(PROBLEM DETAILS): Return every line of the items below that holds the word "maple".

(RECORDS SHOWN):
▶
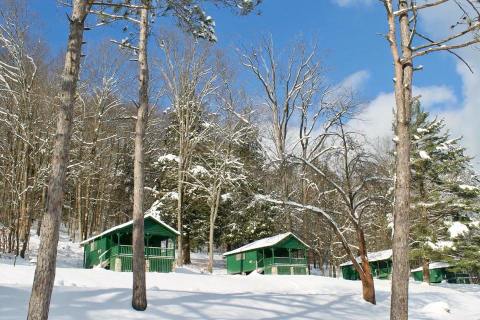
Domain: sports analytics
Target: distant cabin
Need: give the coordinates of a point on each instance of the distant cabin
(439, 273)
(380, 263)
(112, 249)
(283, 254)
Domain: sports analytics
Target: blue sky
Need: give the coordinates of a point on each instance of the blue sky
(349, 37)
(349, 34)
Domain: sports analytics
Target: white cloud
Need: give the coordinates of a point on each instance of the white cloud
(350, 3)
(375, 121)
(355, 81)
(461, 113)
(462, 121)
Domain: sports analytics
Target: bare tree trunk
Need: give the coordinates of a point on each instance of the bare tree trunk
(180, 205)
(426, 270)
(139, 298)
(186, 249)
(45, 270)
(403, 90)
(213, 217)
(368, 287)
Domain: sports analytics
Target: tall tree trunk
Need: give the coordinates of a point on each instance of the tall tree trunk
(403, 92)
(139, 298)
(24, 207)
(426, 270)
(368, 287)
(186, 249)
(213, 216)
(46, 261)
(180, 205)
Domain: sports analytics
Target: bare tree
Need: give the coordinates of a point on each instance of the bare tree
(189, 82)
(285, 90)
(407, 42)
(46, 261)
(221, 170)
(345, 175)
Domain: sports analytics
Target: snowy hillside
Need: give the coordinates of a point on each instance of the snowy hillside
(96, 294)
(190, 294)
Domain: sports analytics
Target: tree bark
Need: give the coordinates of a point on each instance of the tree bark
(180, 204)
(186, 249)
(426, 270)
(368, 286)
(46, 261)
(403, 91)
(213, 217)
(139, 298)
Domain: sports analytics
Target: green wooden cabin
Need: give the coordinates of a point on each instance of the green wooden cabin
(112, 249)
(380, 263)
(439, 272)
(283, 254)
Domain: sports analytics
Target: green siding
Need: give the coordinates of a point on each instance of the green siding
(282, 257)
(442, 274)
(107, 252)
(380, 270)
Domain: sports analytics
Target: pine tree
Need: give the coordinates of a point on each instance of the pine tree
(437, 162)
(465, 253)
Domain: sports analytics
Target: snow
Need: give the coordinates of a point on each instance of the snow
(263, 243)
(373, 256)
(199, 170)
(171, 195)
(442, 244)
(467, 187)
(433, 265)
(424, 155)
(189, 293)
(457, 229)
(123, 225)
(93, 294)
(439, 308)
(167, 158)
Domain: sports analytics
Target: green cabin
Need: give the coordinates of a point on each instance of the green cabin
(283, 254)
(439, 273)
(380, 263)
(112, 249)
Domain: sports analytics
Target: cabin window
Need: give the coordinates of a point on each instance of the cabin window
(239, 256)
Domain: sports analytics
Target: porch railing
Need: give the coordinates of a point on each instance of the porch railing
(125, 250)
(284, 261)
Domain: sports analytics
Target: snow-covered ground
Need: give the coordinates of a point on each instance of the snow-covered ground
(190, 294)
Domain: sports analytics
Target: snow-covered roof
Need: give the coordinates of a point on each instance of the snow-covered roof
(373, 256)
(457, 229)
(433, 265)
(126, 224)
(264, 243)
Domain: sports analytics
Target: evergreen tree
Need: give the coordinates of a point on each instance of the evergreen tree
(465, 253)
(437, 164)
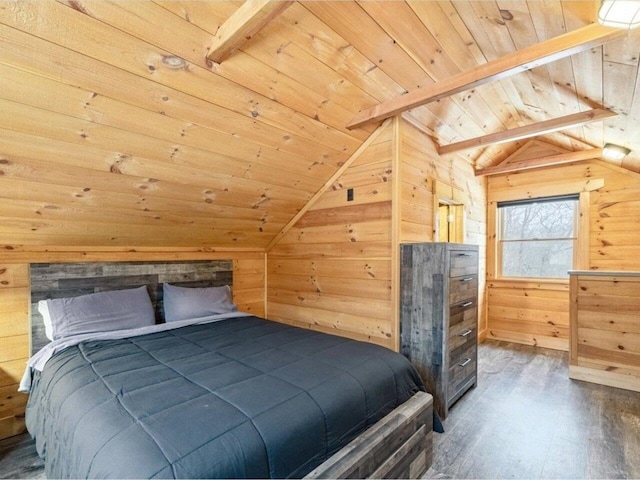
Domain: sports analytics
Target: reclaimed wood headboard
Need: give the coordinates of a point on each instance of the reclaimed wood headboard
(58, 280)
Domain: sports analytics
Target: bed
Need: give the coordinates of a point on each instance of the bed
(224, 395)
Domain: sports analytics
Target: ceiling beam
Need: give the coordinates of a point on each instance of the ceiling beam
(548, 51)
(245, 22)
(541, 162)
(533, 130)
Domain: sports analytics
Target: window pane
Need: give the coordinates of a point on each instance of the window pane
(538, 220)
(537, 259)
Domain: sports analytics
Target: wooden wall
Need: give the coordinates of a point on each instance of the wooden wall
(248, 294)
(605, 328)
(537, 313)
(332, 270)
(336, 269)
(14, 345)
(425, 174)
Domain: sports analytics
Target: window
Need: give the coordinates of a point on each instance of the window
(537, 237)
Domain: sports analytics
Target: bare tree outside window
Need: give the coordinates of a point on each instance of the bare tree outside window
(537, 238)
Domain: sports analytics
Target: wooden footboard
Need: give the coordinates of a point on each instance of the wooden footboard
(398, 446)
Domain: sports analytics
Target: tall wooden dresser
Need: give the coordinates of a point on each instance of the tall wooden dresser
(439, 317)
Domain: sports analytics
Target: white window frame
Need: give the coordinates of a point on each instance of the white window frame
(500, 242)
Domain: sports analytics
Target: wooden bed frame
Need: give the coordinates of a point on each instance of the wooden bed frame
(398, 446)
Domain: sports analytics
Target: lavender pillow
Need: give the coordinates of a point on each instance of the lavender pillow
(181, 303)
(101, 312)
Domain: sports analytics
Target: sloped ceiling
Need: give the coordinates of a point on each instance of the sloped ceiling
(115, 130)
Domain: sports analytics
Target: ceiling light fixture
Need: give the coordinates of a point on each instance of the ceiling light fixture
(611, 151)
(619, 14)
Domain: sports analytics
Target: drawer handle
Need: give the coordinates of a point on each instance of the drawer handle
(466, 362)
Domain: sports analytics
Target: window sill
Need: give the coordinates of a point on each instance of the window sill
(559, 284)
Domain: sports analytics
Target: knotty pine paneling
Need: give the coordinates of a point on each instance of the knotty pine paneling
(248, 294)
(421, 167)
(332, 270)
(14, 345)
(527, 312)
(605, 328)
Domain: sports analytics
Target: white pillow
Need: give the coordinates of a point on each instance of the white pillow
(43, 308)
(100, 312)
(181, 303)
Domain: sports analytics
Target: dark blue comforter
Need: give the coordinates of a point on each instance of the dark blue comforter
(243, 397)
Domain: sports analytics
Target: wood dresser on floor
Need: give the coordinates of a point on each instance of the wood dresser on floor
(605, 328)
(439, 317)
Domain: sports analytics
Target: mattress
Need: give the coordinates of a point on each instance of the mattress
(239, 398)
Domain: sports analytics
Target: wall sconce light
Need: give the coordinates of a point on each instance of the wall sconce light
(611, 151)
(619, 13)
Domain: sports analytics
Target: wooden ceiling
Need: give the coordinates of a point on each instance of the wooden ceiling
(116, 129)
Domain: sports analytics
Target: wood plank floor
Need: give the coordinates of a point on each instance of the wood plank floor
(525, 419)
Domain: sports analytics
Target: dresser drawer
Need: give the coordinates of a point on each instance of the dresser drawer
(462, 288)
(461, 338)
(463, 262)
(462, 372)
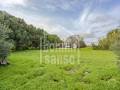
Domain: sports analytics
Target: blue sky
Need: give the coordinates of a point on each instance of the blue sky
(91, 19)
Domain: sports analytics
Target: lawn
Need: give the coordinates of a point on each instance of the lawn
(36, 70)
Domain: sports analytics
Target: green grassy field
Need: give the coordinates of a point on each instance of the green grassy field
(96, 70)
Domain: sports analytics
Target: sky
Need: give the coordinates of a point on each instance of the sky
(92, 19)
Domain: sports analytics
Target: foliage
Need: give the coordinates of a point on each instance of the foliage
(4, 43)
(116, 48)
(22, 35)
(96, 71)
(111, 38)
(76, 39)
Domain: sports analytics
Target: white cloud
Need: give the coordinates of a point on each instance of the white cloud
(6, 3)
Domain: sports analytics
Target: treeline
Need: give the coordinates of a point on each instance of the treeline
(106, 43)
(24, 36)
(15, 35)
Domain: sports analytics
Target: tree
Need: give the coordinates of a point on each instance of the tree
(109, 40)
(25, 36)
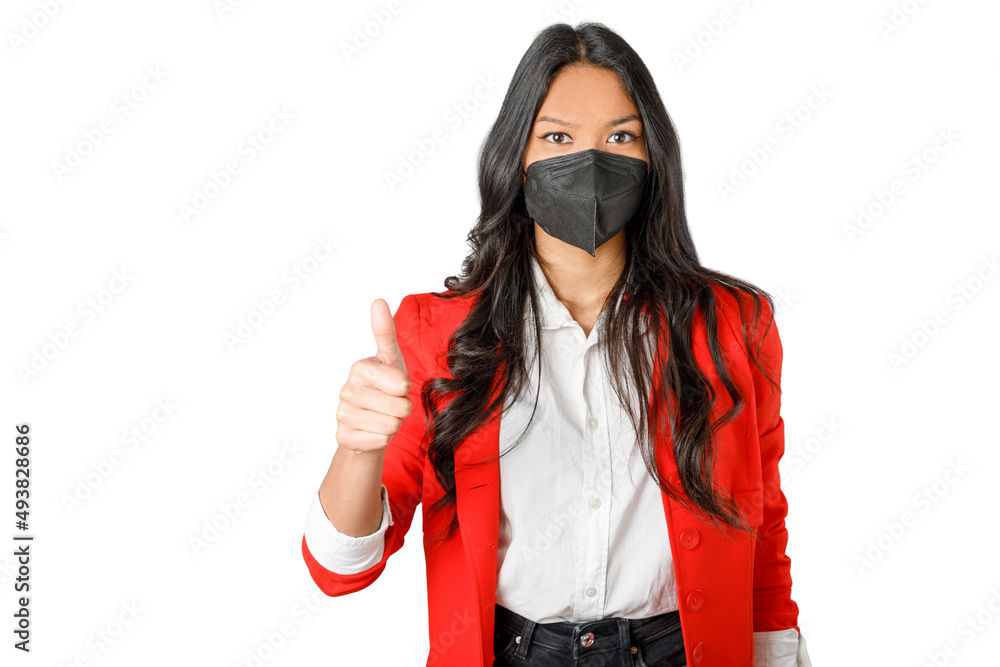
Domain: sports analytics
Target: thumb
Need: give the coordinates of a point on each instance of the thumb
(384, 330)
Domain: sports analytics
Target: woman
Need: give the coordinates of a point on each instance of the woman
(583, 292)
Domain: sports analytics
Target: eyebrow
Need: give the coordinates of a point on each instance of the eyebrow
(613, 123)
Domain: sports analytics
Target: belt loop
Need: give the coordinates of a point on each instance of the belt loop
(522, 648)
(625, 641)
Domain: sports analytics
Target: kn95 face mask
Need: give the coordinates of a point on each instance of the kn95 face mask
(585, 198)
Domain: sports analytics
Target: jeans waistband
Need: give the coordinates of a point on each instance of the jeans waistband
(607, 634)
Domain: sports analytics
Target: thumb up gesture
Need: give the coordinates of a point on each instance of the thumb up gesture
(374, 401)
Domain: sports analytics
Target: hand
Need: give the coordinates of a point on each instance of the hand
(374, 400)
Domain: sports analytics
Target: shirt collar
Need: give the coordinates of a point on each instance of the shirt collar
(553, 313)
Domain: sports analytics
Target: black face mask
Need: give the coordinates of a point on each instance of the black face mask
(584, 198)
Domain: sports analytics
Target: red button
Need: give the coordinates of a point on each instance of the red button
(689, 538)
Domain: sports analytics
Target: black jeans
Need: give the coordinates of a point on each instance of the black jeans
(611, 642)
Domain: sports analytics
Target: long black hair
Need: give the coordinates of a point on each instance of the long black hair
(486, 354)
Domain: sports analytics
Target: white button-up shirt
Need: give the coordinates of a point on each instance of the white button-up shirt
(583, 534)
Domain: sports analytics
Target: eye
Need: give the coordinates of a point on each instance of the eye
(624, 133)
(547, 136)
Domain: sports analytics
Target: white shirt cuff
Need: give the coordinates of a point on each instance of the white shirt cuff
(340, 553)
(780, 648)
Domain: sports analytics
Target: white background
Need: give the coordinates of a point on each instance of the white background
(864, 436)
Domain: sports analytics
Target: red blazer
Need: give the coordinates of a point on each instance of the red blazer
(728, 585)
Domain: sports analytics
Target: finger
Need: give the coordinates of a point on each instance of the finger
(376, 400)
(372, 372)
(384, 330)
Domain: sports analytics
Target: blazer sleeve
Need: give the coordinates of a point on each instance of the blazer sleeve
(773, 607)
(402, 469)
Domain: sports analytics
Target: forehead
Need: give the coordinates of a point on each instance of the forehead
(585, 95)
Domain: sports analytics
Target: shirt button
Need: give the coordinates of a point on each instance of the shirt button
(689, 538)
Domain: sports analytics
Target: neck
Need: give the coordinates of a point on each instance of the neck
(579, 281)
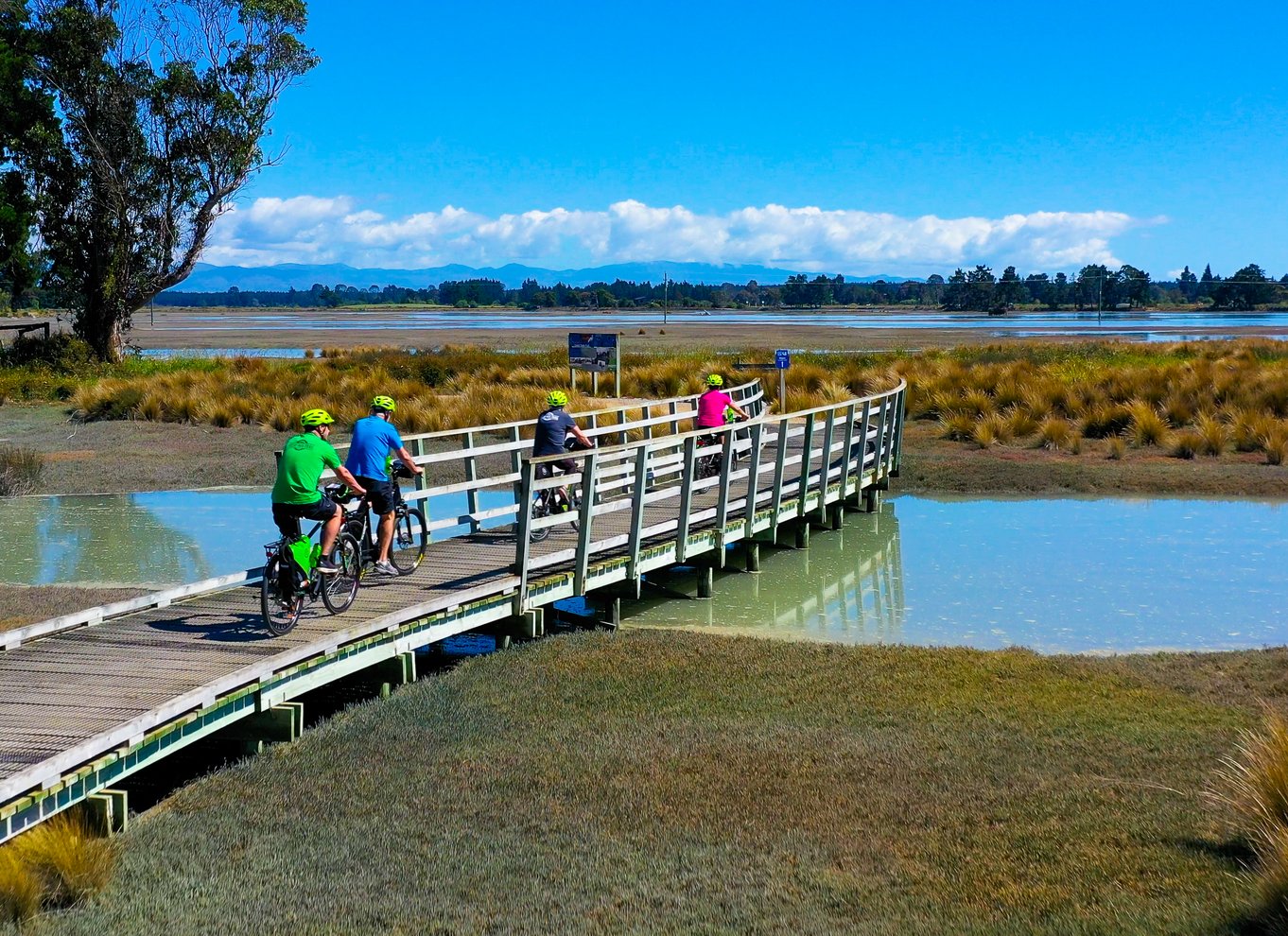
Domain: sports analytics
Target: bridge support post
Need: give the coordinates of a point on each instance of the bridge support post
(706, 581)
(107, 811)
(397, 671)
(611, 612)
(282, 722)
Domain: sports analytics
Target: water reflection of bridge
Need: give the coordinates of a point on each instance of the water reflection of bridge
(846, 587)
(89, 698)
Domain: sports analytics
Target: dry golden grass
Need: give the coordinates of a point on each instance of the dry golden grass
(56, 864)
(20, 889)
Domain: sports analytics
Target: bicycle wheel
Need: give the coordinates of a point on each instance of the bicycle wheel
(575, 504)
(408, 547)
(540, 509)
(340, 589)
(280, 611)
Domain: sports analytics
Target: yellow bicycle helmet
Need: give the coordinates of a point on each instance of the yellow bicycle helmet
(315, 417)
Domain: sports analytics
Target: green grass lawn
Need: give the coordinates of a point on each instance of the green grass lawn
(668, 782)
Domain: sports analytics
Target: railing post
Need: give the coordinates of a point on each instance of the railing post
(900, 417)
(523, 527)
(807, 461)
(826, 468)
(753, 477)
(682, 529)
(779, 469)
(639, 487)
(847, 452)
(516, 465)
(879, 456)
(589, 470)
(472, 474)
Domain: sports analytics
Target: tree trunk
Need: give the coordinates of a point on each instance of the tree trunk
(100, 330)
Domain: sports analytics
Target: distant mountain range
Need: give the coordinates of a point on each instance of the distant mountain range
(282, 277)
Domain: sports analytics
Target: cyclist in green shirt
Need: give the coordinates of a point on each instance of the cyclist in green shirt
(295, 492)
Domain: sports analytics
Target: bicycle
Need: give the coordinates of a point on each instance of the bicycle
(292, 580)
(409, 536)
(708, 465)
(551, 500)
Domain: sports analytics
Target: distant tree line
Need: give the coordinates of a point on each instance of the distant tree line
(975, 290)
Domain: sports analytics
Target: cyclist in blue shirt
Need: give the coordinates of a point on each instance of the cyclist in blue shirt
(374, 438)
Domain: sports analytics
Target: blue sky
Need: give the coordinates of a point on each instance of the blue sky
(861, 137)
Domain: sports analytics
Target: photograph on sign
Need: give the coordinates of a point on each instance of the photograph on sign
(589, 352)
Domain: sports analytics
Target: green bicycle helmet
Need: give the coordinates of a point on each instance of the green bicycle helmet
(310, 419)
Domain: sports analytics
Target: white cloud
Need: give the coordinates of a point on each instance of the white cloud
(316, 230)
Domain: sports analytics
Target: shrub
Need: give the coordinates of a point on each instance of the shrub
(21, 470)
(61, 353)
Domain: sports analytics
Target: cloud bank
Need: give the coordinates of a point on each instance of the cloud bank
(316, 230)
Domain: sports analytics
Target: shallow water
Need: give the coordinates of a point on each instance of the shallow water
(156, 538)
(1150, 326)
(1055, 575)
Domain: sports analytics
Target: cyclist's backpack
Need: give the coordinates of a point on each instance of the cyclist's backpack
(301, 551)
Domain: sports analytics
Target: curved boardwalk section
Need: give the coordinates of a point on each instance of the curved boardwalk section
(89, 698)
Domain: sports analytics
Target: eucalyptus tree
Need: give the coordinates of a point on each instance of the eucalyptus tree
(164, 104)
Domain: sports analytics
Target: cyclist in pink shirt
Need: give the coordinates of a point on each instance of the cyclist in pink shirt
(714, 403)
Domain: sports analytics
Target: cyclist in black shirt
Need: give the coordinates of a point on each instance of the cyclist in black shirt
(552, 427)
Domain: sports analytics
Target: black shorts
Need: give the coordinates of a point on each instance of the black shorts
(287, 515)
(380, 494)
(566, 465)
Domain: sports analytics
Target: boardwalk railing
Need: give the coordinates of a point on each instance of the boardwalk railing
(472, 461)
(651, 491)
(96, 704)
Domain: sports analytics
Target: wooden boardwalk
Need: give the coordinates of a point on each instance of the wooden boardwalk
(84, 702)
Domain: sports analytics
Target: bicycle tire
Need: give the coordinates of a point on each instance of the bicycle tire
(408, 547)
(281, 613)
(339, 590)
(540, 509)
(575, 505)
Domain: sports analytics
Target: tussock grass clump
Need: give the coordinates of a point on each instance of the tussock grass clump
(57, 864)
(20, 890)
(1057, 434)
(957, 426)
(21, 470)
(1185, 443)
(1146, 426)
(1276, 444)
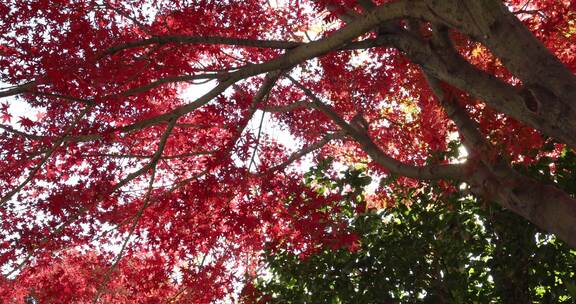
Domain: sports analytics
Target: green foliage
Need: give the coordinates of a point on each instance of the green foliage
(438, 248)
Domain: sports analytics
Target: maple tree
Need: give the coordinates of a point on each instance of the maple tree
(114, 168)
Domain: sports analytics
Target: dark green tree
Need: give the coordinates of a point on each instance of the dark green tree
(430, 247)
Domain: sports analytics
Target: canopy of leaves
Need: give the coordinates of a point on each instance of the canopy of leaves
(151, 150)
(436, 249)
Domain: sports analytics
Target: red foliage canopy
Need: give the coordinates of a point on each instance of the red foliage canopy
(134, 166)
◀
(OUTPUT FOR THIS EXERCISE):
Target: maple tree
Need: give the coordinates of a point on each instance of the maple tree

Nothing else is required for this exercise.